[Collected data entries]
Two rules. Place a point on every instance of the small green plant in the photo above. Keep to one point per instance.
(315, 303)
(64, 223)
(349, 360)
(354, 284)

(Problem requirements):
Repeat all the entries exactly as given.

(Response to the exercise):
Two rules. Place a point on every instance of the small green plant in the photo above. Keep to one point per instance.
(315, 303)
(64, 223)
(349, 360)
(354, 284)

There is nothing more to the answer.